> [AIM OF THE EXERCISE] Retype exactly the lines from the line with "A single point falls on each instance of the jetty, written" to the end of the data, keeping both boundary lines.

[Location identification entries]
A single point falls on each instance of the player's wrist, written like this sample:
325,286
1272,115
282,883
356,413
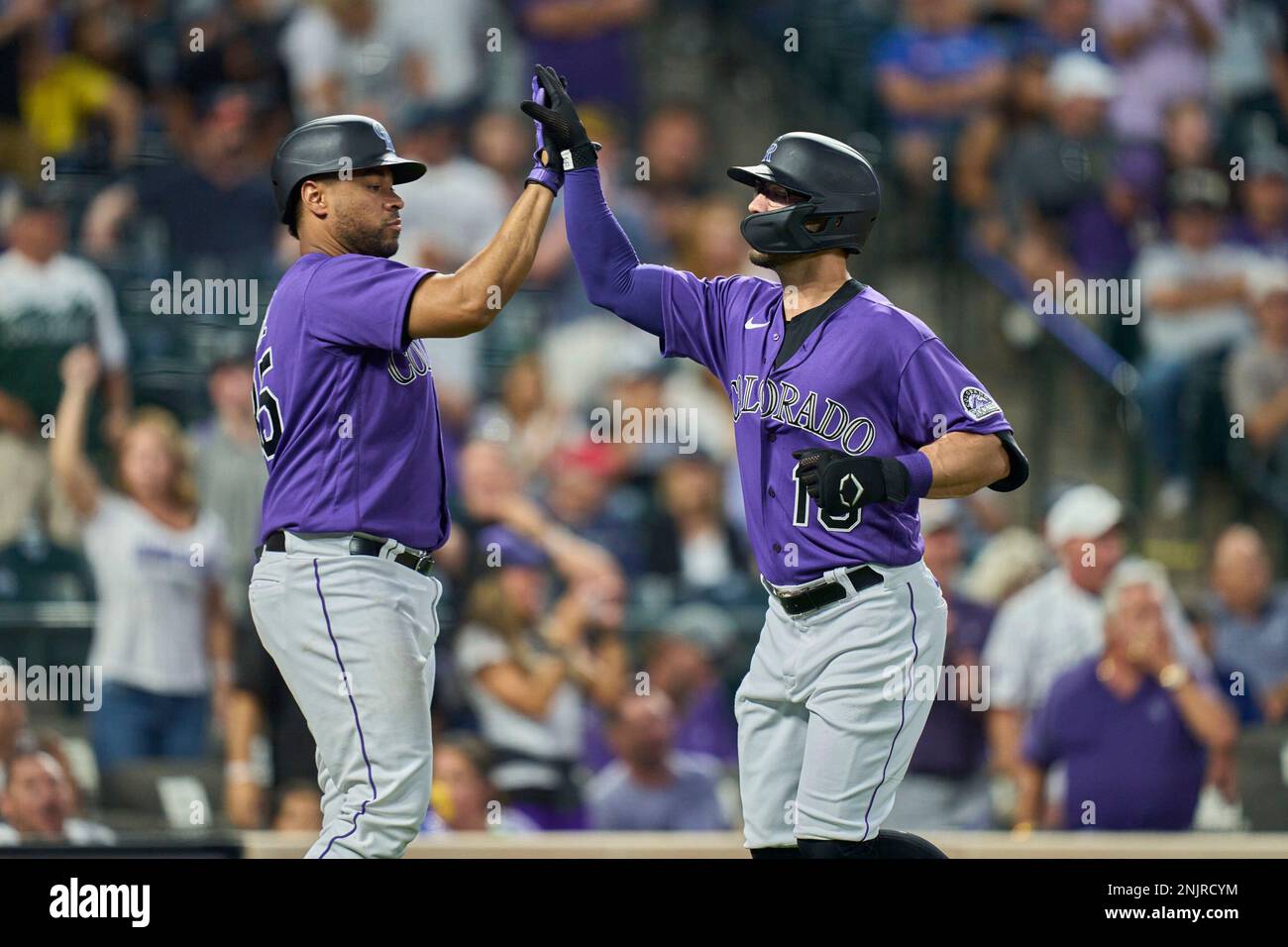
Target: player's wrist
545,175
919,475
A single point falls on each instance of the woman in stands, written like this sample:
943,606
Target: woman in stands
160,634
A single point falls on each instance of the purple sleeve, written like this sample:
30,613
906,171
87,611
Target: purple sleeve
938,394
361,302
610,270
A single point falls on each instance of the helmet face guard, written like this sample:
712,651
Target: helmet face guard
784,231
331,145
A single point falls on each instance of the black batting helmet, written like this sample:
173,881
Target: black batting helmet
334,144
838,185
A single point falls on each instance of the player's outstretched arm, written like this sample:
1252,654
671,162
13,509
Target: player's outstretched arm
455,304
609,268
75,474
962,463
957,464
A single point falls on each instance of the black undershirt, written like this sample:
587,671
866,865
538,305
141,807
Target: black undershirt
798,330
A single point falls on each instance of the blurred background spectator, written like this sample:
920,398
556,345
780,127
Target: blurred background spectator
1132,724
651,788
162,638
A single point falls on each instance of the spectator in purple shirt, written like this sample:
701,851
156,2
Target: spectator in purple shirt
1262,223
592,42
1132,725
1160,50
947,783
931,73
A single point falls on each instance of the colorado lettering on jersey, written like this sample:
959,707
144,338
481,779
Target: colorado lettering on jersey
774,399
408,365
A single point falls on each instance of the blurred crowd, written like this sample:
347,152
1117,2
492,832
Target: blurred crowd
600,600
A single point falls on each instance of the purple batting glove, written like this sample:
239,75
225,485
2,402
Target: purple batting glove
540,172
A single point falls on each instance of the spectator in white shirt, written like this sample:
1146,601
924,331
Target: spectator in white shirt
1194,307
161,633
1055,622
50,302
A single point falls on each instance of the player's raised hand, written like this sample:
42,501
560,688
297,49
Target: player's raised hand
838,482
562,132
545,171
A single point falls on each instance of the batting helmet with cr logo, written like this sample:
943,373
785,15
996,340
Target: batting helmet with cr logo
840,191
330,145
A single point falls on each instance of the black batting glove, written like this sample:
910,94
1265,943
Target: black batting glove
565,137
838,482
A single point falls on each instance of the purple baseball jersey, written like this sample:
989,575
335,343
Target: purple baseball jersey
870,379
348,418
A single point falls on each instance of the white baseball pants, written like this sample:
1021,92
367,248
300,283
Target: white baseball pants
353,637
828,714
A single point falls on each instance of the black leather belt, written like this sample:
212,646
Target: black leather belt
811,599
413,560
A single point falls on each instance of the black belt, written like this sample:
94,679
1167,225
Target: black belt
811,599
416,561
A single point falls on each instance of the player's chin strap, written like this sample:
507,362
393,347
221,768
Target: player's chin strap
1019,466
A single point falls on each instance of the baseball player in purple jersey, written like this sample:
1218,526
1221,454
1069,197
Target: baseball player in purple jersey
846,411
343,592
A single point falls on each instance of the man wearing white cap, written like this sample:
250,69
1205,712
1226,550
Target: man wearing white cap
1056,621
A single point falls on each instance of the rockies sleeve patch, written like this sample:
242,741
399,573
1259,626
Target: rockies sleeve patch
978,403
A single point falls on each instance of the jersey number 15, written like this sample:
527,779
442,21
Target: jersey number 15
268,412
832,522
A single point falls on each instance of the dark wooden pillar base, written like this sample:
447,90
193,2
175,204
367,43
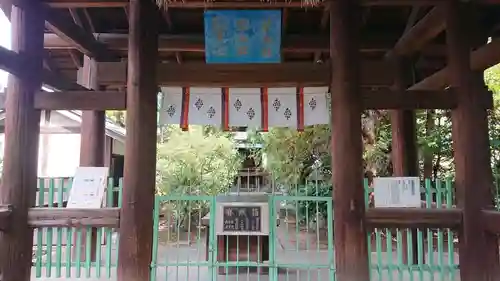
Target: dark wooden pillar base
92,144
351,249
478,250
404,144
136,224
22,128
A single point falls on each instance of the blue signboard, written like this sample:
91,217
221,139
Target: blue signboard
242,36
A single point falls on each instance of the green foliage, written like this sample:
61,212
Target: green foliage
307,210
196,162
292,156
201,161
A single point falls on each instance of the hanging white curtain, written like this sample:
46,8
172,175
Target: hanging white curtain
171,108
282,107
205,106
315,106
245,108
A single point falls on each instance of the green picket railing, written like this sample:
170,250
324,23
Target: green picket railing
179,246
58,250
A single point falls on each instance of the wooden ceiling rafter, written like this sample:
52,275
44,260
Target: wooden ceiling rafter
480,59
89,21
13,63
371,99
195,43
201,4
419,34
247,75
77,36
76,58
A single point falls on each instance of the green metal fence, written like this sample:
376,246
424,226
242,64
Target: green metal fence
185,246
61,252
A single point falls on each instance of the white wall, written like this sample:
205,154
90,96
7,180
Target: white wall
62,154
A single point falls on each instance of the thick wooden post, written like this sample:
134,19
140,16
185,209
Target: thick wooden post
136,223
478,250
351,251
404,144
22,128
92,143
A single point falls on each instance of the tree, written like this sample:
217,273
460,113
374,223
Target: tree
200,161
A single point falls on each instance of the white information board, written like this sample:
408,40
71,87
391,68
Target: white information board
397,192
262,218
88,187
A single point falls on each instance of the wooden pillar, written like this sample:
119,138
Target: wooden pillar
93,123
404,144
351,251
92,136
22,128
478,250
136,223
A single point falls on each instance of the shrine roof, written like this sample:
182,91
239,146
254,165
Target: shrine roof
305,30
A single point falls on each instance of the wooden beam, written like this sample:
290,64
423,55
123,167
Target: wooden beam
413,218
13,63
491,221
480,59
380,99
248,75
412,100
80,100
351,249
5,213
196,43
22,127
201,4
81,218
78,37
139,181
427,28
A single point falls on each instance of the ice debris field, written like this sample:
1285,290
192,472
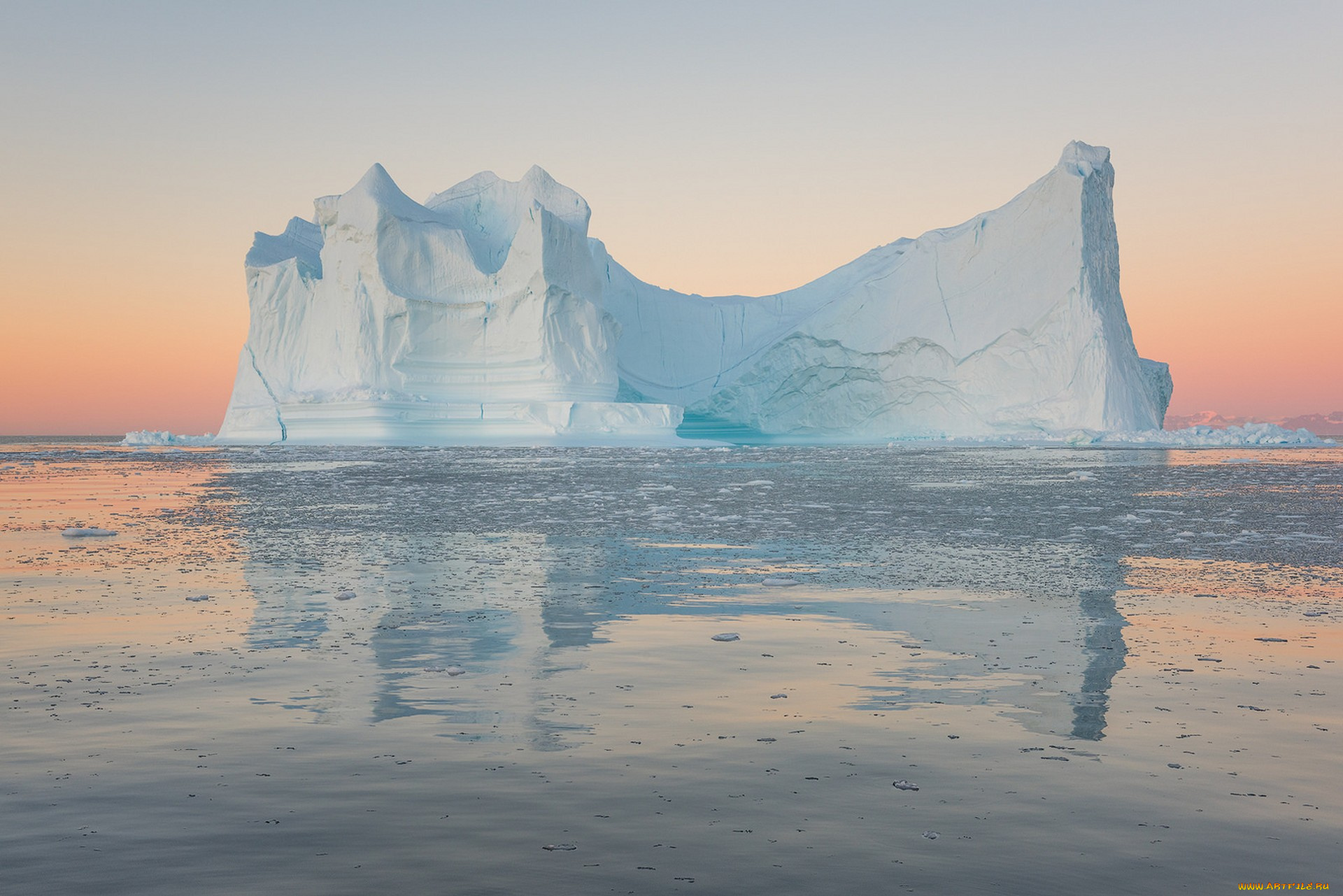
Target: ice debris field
488,315
750,671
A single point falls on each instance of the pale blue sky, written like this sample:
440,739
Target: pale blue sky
723,147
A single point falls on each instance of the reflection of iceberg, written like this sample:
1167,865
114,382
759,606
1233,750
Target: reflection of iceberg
516,609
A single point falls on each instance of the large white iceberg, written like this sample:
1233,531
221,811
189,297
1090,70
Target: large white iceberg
487,315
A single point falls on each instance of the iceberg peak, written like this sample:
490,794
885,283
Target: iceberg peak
489,311
1084,159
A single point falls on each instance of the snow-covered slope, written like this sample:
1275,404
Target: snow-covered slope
473,318
1010,322
487,315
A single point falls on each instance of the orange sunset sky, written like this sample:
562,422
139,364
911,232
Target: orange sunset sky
724,148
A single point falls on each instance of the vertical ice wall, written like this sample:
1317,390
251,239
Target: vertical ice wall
1010,322
487,312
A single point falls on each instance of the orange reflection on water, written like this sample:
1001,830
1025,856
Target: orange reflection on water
172,541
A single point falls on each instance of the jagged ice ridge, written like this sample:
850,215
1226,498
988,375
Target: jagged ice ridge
487,315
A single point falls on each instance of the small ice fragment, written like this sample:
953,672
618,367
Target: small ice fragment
86,532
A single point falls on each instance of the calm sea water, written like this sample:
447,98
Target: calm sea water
346,671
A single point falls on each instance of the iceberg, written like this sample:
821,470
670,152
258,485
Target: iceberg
488,315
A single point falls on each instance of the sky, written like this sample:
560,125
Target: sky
723,147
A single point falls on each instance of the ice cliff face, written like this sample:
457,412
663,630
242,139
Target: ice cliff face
476,316
1010,322
488,315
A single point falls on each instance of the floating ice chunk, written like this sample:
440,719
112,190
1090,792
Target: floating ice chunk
163,437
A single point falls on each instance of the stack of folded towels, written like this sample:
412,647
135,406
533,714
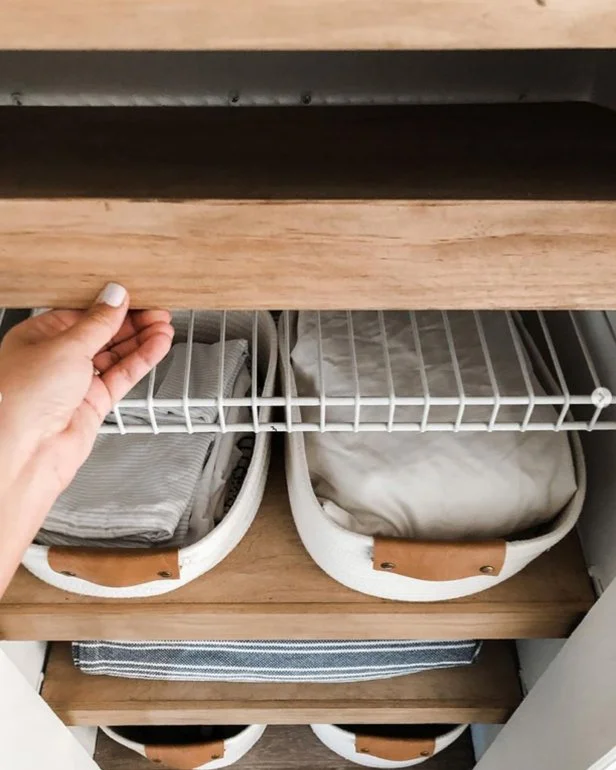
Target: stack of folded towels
141,490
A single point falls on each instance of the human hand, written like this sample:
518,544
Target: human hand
53,400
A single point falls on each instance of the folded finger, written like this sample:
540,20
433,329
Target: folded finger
126,373
108,358
137,321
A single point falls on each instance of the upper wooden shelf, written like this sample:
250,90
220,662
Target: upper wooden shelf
407,207
488,691
268,587
296,25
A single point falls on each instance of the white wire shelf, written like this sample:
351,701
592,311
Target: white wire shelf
556,384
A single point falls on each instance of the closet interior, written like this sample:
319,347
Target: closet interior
367,466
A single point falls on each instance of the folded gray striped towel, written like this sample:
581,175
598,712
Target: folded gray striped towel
140,490
270,661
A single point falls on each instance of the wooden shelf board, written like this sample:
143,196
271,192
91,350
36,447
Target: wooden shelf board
439,206
487,691
269,585
295,25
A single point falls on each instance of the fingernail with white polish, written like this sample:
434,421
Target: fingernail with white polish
113,294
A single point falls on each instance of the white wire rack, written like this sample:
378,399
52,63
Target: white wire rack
551,381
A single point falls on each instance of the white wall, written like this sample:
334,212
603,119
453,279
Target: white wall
568,720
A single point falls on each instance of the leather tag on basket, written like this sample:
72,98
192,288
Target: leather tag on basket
438,559
186,757
116,568
395,749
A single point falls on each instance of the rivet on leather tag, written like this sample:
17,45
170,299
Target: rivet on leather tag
438,560
395,749
116,568
188,756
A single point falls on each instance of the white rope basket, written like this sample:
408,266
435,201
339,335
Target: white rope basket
189,756
369,750
356,560
124,573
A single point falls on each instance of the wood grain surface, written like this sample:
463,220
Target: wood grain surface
487,691
293,24
285,748
269,585
450,207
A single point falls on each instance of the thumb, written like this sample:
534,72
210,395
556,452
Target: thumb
102,321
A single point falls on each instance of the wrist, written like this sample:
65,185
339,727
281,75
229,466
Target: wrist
17,446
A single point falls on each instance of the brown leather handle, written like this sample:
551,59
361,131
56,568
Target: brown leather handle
186,757
116,568
395,749
438,560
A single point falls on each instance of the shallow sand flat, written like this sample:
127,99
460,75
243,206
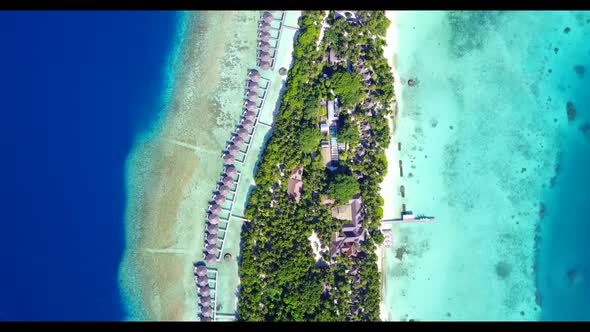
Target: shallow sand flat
475,156
169,182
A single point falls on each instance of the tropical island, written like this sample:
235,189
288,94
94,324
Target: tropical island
309,249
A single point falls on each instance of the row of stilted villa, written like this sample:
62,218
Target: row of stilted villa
221,207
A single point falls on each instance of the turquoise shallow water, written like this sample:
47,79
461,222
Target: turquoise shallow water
482,134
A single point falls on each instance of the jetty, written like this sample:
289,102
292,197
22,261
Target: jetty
408,218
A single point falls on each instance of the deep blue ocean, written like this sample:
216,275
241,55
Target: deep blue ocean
75,89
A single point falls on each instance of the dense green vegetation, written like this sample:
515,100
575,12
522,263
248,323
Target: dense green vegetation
342,188
280,280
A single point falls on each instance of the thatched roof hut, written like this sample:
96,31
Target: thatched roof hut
205,301
264,46
264,26
264,56
228,159
230,171
202,280
211,247
210,259
204,291
267,17
264,65
264,36
214,208
238,141
200,270
226,181
224,190
212,241
214,218
242,132
212,229
252,96
254,75
249,115
253,86
247,124
233,150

> [SOLUTION FOR THIS PROBLEM]
A single point falls on each instance of the jetty, written like this sample:
289,102
292,197
22,261
Target: jetty
408,218
A single point falls on each instance of the deep blue ocean, written like this sample:
216,275
241,55
Target: deep blue ocean
75,89
A single point falls on each instance of the dense green vegetation, written like this sample:
515,100
575,12
522,263
248,323
Target: dense green vegetation
342,188
280,280
A single point falls on each instance of the thatched roof hut, written like this sample:
96,31
Target: thatched roof hut
205,301
264,46
264,26
264,56
228,159
230,171
202,280
211,247
210,259
204,291
267,17
264,65
264,36
214,208
238,141
200,270
226,181
224,190
212,241
214,218
242,132
212,229
252,96
254,75
249,115
253,86
247,124
233,150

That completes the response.